§ **Problem**:
Render every line of the rows below as a Markdown table with two columns, Num for the line's number and Line for its text, leaving out blank lines.

## BEGIN

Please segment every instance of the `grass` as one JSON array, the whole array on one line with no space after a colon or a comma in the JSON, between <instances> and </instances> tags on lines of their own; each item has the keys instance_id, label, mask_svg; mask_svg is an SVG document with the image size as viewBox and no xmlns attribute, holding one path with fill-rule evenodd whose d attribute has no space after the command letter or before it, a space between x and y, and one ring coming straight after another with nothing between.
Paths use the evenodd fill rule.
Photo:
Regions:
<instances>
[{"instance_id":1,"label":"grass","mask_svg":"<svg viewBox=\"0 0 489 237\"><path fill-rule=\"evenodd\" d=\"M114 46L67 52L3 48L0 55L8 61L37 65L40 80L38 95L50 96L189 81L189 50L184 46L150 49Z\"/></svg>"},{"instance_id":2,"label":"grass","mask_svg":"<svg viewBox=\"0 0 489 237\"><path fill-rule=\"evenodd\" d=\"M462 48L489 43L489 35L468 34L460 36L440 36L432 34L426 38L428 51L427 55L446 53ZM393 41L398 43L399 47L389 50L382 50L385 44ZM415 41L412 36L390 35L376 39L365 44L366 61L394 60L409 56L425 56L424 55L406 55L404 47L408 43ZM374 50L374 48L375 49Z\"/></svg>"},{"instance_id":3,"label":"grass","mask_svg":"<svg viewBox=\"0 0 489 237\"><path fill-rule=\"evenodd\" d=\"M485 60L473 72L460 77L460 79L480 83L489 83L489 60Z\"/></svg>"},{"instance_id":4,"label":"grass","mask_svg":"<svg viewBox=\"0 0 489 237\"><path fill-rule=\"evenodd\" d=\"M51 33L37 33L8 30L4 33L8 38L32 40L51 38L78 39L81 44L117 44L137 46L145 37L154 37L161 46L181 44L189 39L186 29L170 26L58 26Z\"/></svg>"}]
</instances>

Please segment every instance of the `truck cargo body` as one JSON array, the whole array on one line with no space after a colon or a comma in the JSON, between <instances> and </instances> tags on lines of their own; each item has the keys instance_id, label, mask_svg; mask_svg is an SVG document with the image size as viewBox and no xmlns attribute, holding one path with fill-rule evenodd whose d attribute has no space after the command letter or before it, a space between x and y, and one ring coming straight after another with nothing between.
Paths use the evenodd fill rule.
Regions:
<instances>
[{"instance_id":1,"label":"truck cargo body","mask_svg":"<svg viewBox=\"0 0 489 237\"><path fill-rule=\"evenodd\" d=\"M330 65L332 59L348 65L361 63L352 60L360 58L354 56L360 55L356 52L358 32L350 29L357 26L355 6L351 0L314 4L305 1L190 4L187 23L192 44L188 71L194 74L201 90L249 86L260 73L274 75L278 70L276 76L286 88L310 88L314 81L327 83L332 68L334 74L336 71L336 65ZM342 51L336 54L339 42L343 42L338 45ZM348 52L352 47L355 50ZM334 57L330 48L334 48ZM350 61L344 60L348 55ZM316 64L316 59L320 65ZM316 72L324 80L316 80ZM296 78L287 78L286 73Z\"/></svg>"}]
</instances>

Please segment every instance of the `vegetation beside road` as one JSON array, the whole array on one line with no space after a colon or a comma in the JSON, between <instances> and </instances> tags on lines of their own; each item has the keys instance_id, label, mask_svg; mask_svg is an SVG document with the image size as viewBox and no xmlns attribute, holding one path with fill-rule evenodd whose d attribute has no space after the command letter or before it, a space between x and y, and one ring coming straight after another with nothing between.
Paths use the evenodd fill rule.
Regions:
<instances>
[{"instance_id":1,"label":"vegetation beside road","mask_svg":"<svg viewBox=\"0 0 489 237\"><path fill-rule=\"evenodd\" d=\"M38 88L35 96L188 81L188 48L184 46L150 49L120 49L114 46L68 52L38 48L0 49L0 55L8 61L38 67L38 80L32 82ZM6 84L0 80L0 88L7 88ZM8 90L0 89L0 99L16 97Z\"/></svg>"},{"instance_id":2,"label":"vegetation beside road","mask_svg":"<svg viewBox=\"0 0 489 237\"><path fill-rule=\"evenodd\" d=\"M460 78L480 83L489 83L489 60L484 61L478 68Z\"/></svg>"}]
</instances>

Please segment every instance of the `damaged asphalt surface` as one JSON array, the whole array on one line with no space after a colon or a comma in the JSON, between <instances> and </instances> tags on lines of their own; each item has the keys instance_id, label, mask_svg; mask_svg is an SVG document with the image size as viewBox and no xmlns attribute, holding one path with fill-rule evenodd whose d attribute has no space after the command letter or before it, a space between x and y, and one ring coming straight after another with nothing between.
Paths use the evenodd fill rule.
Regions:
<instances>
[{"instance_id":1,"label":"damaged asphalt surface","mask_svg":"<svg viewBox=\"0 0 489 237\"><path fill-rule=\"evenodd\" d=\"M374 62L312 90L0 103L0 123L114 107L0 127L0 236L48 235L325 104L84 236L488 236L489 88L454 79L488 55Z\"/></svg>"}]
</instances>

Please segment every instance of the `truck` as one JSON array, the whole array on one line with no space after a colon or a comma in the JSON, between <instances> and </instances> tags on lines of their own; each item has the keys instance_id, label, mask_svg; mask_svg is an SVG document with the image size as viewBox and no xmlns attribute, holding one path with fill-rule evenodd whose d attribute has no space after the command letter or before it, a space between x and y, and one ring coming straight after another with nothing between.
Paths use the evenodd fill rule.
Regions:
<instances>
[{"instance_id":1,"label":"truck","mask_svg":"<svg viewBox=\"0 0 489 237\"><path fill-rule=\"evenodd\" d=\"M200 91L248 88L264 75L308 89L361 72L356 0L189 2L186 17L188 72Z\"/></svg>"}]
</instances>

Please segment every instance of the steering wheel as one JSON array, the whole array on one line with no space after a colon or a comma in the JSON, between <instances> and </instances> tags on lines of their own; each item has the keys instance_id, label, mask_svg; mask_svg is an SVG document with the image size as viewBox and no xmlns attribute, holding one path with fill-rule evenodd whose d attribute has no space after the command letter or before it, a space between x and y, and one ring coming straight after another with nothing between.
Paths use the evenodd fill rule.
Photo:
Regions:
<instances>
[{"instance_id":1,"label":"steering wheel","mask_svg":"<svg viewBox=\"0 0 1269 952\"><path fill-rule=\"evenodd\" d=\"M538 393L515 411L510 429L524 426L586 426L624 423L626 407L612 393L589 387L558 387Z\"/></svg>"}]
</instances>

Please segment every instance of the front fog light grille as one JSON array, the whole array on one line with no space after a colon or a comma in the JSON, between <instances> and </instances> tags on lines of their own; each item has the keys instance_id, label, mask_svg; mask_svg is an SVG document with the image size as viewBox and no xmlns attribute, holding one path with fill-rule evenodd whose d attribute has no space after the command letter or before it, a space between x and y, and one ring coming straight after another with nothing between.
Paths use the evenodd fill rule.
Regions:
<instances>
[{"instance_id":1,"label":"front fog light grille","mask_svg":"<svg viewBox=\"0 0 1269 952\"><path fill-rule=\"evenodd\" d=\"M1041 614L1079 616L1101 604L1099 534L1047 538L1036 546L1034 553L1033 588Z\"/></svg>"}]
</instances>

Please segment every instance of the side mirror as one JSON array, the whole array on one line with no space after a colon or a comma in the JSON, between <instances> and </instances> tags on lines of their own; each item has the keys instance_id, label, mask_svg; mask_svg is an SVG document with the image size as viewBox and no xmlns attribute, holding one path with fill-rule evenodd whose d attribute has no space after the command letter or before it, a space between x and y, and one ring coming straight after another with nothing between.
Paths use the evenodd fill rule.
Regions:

## END

§ **Final result**:
| Num | Line |
|---|---|
| 1 | Please segment every instance of the `grass` as one JSON array, the whole array on one line with no space after a colon or a comma in the JSON, between <instances> and </instances> tags on lines of their own; each item has the keys instance_id, label, mask_svg; mask_svg is an SVG document with the image size as viewBox and no xmlns attribute, holding one path with fill-rule evenodd whose d attribute has no space after the command letter or before it, a space between x and y, and one ring coming straight after another with nothing between. |
| 2 | Paths use the evenodd fill rule. |
| 3 | Photo: |
| 4 | Regions: |
| 5 | <instances> |
| 6 | [{"instance_id":1,"label":"grass","mask_svg":"<svg viewBox=\"0 0 489 237\"><path fill-rule=\"evenodd\" d=\"M114 46L67 52L3 48L0 55L8 61L37 65L40 80L38 95L50 96L189 81L189 50L184 46L150 49Z\"/></svg>"},{"instance_id":2,"label":"grass","mask_svg":"<svg viewBox=\"0 0 489 237\"><path fill-rule=\"evenodd\" d=\"M462 48L489 43L489 35L468 34L460 36L440 36L432 34L426 38L428 51L427 55L446 53ZM393 41L398 43L399 47L389 50L382 50L385 44ZM415 41L412 36L390 35L376 39L365 44L366 61L394 60L409 56L425 56L424 55L406 55L404 47L408 43ZM374 50L374 48L375 49Z\"/></svg>"},{"instance_id":3,"label":"grass","mask_svg":"<svg viewBox=\"0 0 489 237\"><path fill-rule=\"evenodd\" d=\"M485 60L473 72L460 77L460 79L480 83L489 83L489 60Z\"/></svg>"},{"instance_id":4,"label":"grass","mask_svg":"<svg viewBox=\"0 0 489 237\"><path fill-rule=\"evenodd\" d=\"M51 33L37 33L8 30L4 33L8 38L32 40L51 38L78 39L81 44L117 44L137 46L145 37L154 37L161 46L181 44L189 39L186 29L170 26L58 26Z\"/></svg>"}] |
| 7 | </instances> |
| 8 | Please segment every instance of the `truck cargo body` as one JSON array, the whole array on one line with no space after a colon or a comma in the JSON, between <instances> and </instances> tags on lines of their own; each item has the keys instance_id, label, mask_svg; mask_svg is an SVG document with the image size as viewBox and no xmlns attribute, holding one path with fill-rule evenodd whose d attribute has no space after the command letter or before it, a space between x and y, and one ring coming straight after another with nothing between. |
| 9 | Paths use the evenodd fill rule. |
| 10 | Regions: |
| 11 | <instances> |
| 12 | [{"instance_id":1,"label":"truck cargo body","mask_svg":"<svg viewBox=\"0 0 489 237\"><path fill-rule=\"evenodd\" d=\"M330 65L332 59L348 65L361 63L352 60L360 58L354 56L360 55L356 52L358 32L350 29L357 26L355 6L351 0L314 4L305 1L190 4L187 23L192 44L188 71L194 74L201 90L249 86L260 73L274 75L278 70L276 76L286 88L310 88L314 81L327 83L332 68L334 74L336 71L336 65ZM342 51L336 54L339 42L343 42L338 45ZM348 52L352 47L355 50ZM334 57L330 48L334 48ZM350 61L344 60L348 55ZM316 64L316 59L320 65ZM316 72L324 80L316 80ZM296 78L287 78L286 73Z\"/></svg>"}] |
| 13 | </instances> |
| 14 | Please segment every instance of the `vegetation beside road` as one JSON array, the whole array on one line with no space after a colon or a comma in the JSON, between <instances> and </instances> tags on lines of their own; each item has the keys instance_id, label, mask_svg; mask_svg is an SVG document with the image size as viewBox and no xmlns attribute, holding one path with fill-rule evenodd whose d attribute has no space after the command letter or before it, a space between x and y, and one ring coming straight after another with nothing between. |
| 15 | Paths use the evenodd fill rule. |
| 16 | Regions: |
| 17 | <instances> |
| 18 | [{"instance_id":1,"label":"vegetation beside road","mask_svg":"<svg viewBox=\"0 0 489 237\"><path fill-rule=\"evenodd\" d=\"M38 88L35 96L188 81L188 48L184 46L150 49L120 49L114 46L68 52L38 48L0 49L0 55L8 61L38 67L38 80L32 82ZM6 84L0 80L0 88L7 88ZM8 90L0 89L0 99L16 97Z\"/></svg>"},{"instance_id":2,"label":"vegetation beside road","mask_svg":"<svg viewBox=\"0 0 489 237\"><path fill-rule=\"evenodd\" d=\"M460 78L480 83L489 83L489 60L484 61L478 68Z\"/></svg>"}] |
| 19 | </instances> |
| 20 | Please segment every instance of the `damaged asphalt surface` as one JSON array, the whole array on one line with no space after a colon or a comma in the JSON, between <instances> and </instances> tags on lines of their own; each item has the keys instance_id, label, mask_svg; mask_svg is an SVG document with the image size as viewBox and no xmlns attribute, holding one path with fill-rule evenodd whose d attribute has no space after the command letter or before it, a space between x and y, and one ring coming straight after another with nothing between. |
| 21 | Paths use the evenodd fill rule. |
| 22 | Regions: |
| 23 | <instances> |
| 24 | [{"instance_id":1,"label":"damaged asphalt surface","mask_svg":"<svg viewBox=\"0 0 489 237\"><path fill-rule=\"evenodd\" d=\"M374 62L312 90L0 103L0 123L114 107L0 127L0 236L48 235L325 104L84 236L488 236L489 88L454 79L488 55Z\"/></svg>"}] |
| 25 | </instances> |
| 26 | Please segment every instance of the `truck` as one JSON array, the whole array on one line with no space after a colon or a comma in the JSON, between <instances> and </instances> tags on lines of their own; each item has the keys instance_id, label, mask_svg; mask_svg is an SVG document with the image size as viewBox and no xmlns attribute, holding one path with fill-rule evenodd whose d attribute has no space after the command letter or before it, a space between x and y, and one ring coming straight after another with nothing between. |
| 27 | Paths use the evenodd fill rule. |
| 28 | Regions: |
| 29 | <instances> |
| 30 | [{"instance_id":1,"label":"truck","mask_svg":"<svg viewBox=\"0 0 489 237\"><path fill-rule=\"evenodd\" d=\"M200 91L248 88L264 75L308 89L361 72L356 0L189 2L186 17L188 72Z\"/></svg>"}] |
| 31 | </instances> |
| 32 | Please segment every instance of the steering wheel as one JSON array, the whole array on one line with no space after a colon or a comma in the JSON, between <instances> and </instances> tags on lines of their own; each item has the keys instance_id, label, mask_svg; mask_svg is an SVG document with the image size as viewBox and no xmlns attribute, holding one path with fill-rule evenodd whose d attribute has no space after the command letter or before it, a space between x and y, and one ring coming straight after another with nothing between. |
| 33 | Paths use the evenodd fill rule. |
| 34 | Photo: |
| 35 | Regions: |
| 36 | <instances> |
| 37 | [{"instance_id":1,"label":"steering wheel","mask_svg":"<svg viewBox=\"0 0 1269 952\"><path fill-rule=\"evenodd\" d=\"M538 393L515 411L510 429L524 426L586 426L624 423L626 407L612 393L589 387L558 387Z\"/></svg>"}] |
| 38 | </instances> |
| 39 | Please segment every instance of the front fog light grille as one JSON array, the whole array on one line with no space after a colon or a comma in the JSON, between <instances> and </instances> tags on lines of their own; each item has the keys instance_id, label, mask_svg; mask_svg is an SVG document with the image size as viewBox and no xmlns attribute, holding one path with fill-rule evenodd whose d attribute has no space after the command letter or before it, a space between x and y, and one ring coming straight after another with nothing between. |
| 40 | Paths use the evenodd fill rule. |
| 41 | Regions: |
| 42 | <instances> |
| 43 | [{"instance_id":1,"label":"front fog light grille","mask_svg":"<svg viewBox=\"0 0 1269 952\"><path fill-rule=\"evenodd\" d=\"M1041 614L1079 616L1101 604L1099 534L1047 538L1036 546L1034 553L1033 588Z\"/></svg>"}] |
| 44 | </instances> |
| 45 | Please segment every instance of the side mirror as one JSON array, the whole array on one line with no space after a colon or a comma in the JSON, between <instances> and </instances> tags on lines of their own; each item has the keys instance_id, label, mask_svg; mask_svg is an SVG document with the image size as viewBox and no xmlns attribute, holding one path with fill-rule evenodd whose d attribute has no space after the command letter or before it, a space between x and y, and one ring coming straight after another with nothing between. |
| 46 | Paths use the evenodd fill rule. |
| 47 | Regions: |